Print exactly the lines from the one containing "Label: bus headlight" through the last line of the listing, both included.
^^^^
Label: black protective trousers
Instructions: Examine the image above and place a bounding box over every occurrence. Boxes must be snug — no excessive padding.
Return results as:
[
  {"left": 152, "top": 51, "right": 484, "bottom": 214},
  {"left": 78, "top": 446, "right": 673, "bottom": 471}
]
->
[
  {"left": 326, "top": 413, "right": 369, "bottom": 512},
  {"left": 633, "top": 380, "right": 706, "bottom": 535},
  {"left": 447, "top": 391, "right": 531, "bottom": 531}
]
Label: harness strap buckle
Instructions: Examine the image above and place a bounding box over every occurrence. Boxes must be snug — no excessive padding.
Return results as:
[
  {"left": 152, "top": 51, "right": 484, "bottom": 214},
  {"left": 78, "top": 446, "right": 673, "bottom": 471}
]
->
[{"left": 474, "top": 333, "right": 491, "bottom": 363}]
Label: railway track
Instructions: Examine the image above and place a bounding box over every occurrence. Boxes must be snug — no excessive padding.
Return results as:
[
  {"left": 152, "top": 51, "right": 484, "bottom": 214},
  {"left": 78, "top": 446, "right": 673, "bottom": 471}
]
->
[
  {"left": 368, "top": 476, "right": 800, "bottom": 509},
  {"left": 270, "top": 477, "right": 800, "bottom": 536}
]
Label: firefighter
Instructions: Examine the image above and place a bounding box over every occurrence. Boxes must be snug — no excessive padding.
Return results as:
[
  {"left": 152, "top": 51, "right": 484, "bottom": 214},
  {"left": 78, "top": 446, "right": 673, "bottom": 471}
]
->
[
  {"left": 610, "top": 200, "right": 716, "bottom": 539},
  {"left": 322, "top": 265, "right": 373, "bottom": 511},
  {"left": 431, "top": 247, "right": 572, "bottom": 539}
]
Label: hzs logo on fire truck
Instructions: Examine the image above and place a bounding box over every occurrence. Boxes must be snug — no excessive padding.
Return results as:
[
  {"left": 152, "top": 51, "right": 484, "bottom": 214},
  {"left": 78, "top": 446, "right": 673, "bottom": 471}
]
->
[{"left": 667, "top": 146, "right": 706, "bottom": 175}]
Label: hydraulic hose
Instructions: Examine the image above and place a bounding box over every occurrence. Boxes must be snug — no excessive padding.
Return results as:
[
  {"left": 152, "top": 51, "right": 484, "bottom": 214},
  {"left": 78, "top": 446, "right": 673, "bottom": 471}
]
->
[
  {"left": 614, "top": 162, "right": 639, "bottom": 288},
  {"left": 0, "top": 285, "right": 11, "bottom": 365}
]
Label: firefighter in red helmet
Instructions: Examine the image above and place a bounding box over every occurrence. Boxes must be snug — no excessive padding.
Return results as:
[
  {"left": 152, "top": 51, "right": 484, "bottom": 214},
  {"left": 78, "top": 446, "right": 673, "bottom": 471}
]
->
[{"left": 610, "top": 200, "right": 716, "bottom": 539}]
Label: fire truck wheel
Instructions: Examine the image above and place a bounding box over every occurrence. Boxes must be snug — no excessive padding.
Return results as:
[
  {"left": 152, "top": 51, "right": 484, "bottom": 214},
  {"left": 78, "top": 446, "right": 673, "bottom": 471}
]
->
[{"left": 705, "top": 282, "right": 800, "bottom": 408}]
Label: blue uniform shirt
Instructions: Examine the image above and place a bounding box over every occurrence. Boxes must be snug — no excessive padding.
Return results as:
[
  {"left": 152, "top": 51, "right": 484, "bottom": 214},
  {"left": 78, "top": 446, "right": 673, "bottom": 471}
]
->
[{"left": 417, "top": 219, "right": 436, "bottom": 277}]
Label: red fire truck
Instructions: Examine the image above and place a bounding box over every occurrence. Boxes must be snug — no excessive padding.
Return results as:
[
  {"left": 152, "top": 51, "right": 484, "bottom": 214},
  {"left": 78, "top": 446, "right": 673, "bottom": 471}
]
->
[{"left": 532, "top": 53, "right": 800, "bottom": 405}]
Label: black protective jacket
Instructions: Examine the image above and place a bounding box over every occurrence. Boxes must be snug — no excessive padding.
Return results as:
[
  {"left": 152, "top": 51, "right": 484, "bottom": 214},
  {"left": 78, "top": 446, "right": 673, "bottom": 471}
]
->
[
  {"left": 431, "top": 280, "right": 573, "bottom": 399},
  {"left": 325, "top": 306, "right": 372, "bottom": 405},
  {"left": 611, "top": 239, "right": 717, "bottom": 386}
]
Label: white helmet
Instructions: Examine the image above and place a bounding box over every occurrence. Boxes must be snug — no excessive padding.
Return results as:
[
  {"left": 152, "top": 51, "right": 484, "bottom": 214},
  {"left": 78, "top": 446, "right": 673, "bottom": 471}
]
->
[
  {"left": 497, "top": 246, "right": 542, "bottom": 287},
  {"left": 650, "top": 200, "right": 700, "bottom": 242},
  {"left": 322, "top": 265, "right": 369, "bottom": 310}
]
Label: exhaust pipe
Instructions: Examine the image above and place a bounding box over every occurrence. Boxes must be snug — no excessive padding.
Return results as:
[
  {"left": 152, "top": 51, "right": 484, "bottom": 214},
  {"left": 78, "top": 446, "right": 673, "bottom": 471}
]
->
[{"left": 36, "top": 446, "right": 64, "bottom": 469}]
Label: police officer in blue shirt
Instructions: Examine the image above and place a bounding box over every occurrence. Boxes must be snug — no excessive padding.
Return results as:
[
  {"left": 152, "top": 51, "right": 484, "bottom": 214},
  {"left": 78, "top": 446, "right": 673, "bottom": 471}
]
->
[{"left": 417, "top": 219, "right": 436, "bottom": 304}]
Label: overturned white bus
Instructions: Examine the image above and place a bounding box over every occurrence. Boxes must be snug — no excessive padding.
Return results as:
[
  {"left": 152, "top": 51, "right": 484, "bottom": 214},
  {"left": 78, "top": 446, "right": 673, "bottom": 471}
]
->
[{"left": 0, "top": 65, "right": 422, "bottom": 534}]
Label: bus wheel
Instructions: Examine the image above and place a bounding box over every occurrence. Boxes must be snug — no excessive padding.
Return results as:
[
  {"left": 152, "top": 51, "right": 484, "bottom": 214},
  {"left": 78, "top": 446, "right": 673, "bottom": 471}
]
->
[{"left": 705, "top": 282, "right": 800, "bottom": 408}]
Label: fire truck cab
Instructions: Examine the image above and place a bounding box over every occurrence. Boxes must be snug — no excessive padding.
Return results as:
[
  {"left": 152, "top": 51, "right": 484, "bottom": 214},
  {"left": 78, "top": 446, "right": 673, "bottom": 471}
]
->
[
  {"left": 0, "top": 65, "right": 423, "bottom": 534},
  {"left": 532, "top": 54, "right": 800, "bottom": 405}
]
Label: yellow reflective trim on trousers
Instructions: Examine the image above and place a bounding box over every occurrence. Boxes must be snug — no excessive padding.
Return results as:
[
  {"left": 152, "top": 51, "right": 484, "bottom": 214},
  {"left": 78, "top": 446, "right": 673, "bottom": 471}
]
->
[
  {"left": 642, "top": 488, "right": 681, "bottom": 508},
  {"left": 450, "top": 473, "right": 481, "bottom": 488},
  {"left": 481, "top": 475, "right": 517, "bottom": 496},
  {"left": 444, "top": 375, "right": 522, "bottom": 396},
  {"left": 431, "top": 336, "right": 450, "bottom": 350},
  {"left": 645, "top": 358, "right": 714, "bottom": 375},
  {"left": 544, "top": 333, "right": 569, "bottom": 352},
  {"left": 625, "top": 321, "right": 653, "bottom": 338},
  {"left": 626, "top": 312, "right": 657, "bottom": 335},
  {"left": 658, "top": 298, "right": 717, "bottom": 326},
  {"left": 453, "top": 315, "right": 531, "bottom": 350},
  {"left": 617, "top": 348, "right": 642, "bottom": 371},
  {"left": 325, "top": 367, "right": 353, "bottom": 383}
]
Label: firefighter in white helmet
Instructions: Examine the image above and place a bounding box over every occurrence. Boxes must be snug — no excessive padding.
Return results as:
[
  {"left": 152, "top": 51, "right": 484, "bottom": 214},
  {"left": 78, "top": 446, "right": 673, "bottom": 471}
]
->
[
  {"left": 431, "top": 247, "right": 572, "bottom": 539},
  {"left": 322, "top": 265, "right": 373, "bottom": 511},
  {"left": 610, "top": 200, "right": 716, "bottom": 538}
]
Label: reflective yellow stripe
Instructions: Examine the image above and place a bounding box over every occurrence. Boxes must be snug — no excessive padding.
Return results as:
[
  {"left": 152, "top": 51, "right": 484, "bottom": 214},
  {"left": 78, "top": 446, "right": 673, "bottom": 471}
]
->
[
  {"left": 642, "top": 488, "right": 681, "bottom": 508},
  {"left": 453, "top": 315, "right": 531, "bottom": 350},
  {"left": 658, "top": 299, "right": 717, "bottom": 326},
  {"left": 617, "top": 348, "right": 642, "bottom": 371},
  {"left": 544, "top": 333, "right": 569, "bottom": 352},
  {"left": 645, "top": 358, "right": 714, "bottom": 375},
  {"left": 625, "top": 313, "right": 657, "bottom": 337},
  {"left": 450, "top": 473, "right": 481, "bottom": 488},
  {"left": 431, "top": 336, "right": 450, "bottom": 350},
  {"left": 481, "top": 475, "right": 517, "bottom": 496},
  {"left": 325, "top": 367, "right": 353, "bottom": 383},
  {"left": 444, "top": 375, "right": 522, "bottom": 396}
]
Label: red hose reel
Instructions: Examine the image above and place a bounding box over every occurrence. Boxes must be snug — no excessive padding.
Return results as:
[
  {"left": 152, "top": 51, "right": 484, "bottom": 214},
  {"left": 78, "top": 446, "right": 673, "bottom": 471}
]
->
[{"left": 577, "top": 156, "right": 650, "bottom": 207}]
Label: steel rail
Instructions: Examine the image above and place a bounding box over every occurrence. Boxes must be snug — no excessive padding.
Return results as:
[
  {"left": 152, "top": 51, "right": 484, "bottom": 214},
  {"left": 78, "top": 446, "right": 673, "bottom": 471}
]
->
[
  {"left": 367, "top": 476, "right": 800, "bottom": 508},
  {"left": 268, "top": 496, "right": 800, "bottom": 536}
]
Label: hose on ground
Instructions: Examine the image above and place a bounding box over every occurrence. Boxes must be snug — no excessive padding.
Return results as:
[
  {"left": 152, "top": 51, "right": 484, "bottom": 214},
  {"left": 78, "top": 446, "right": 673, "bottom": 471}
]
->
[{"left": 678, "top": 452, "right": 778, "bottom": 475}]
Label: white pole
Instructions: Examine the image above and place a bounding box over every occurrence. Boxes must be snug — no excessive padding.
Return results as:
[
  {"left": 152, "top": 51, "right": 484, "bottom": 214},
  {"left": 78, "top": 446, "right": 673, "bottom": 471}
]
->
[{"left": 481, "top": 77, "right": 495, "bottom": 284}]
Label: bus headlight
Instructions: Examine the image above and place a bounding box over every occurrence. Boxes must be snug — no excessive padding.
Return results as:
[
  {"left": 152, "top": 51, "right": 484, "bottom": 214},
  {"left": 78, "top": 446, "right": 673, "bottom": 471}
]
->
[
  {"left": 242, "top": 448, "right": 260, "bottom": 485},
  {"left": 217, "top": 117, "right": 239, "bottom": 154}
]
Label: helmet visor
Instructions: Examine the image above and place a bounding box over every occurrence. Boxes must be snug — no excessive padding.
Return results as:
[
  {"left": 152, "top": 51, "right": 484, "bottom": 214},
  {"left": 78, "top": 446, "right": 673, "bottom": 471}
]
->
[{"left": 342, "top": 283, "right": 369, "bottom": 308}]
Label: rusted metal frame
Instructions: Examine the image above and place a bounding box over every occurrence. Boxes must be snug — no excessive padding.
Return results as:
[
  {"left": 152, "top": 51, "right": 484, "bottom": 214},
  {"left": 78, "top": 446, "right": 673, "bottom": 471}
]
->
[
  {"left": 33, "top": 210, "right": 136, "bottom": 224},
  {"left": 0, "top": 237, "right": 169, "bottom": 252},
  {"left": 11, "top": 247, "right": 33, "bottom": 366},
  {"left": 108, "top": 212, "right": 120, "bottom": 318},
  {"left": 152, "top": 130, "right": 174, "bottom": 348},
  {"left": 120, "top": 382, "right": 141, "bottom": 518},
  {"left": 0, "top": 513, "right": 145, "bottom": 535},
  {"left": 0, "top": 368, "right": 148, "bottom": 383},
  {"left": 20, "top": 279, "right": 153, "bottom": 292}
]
^^^^
## The solution
Label: bus headlight
Instructions: Examine the image above and place a bounding box over every occurrence. Boxes must be snug — no excessive padding.
Return results as:
[
  {"left": 152, "top": 51, "right": 484, "bottom": 214},
  {"left": 78, "top": 446, "right": 673, "bottom": 471}
]
->
[
  {"left": 242, "top": 448, "right": 260, "bottom": 485},
  {"left": 217, "top": 117, "right": 239, "bottom": 154}
]
Label: helmet visor
Instructions: Examine the image above and place a bounding box over every occurrence. Boxes must be snug — no excessive padding.
Return results as:
[
  {"left": 152, "top": 51, "right": 484, "bottom": 214},
  {"left": 78, "top": 446, "right": 673, "bottom": 471}
]
->
[{"left": 342, "top": 283, "right": 369, "bottom": 308}]
Label: rusted metal frame
Instructions: Examine the image above and place a bounding box over every occurrence. Boxes must be snug — no excessive padding.
Return results as:
[
  {"left": 152, "top": 51, "right": 484, "bottom": 214},
  {"left": 78, "top": 446, "right": 673, "bottom": 471}
]
->
[
  {"left": 33, "top": 210, "right": 136, "bottom": 224},
  {"left": 0, "top": 237, "right": 169, "bottom": 252},
  {"left": 11, "top": 247, "right": 33, "bottom": 366},
  {"left": 108, "top": 212, "right": 120, "bottom": 318},
  {"left": 152, "top": 130, "right": 174, "bottom": 348},
  {"left": 120, "top": 382, "right": 141, "bottom": 518},
  {"left": 0, "top": 513, "right": 145, "bottom": 535},
  {"left": 0, "top": 368, "right": 148, "bottom": 383},
  {"left": 20, "top": 279, "right": 153, "bottom": 292}
]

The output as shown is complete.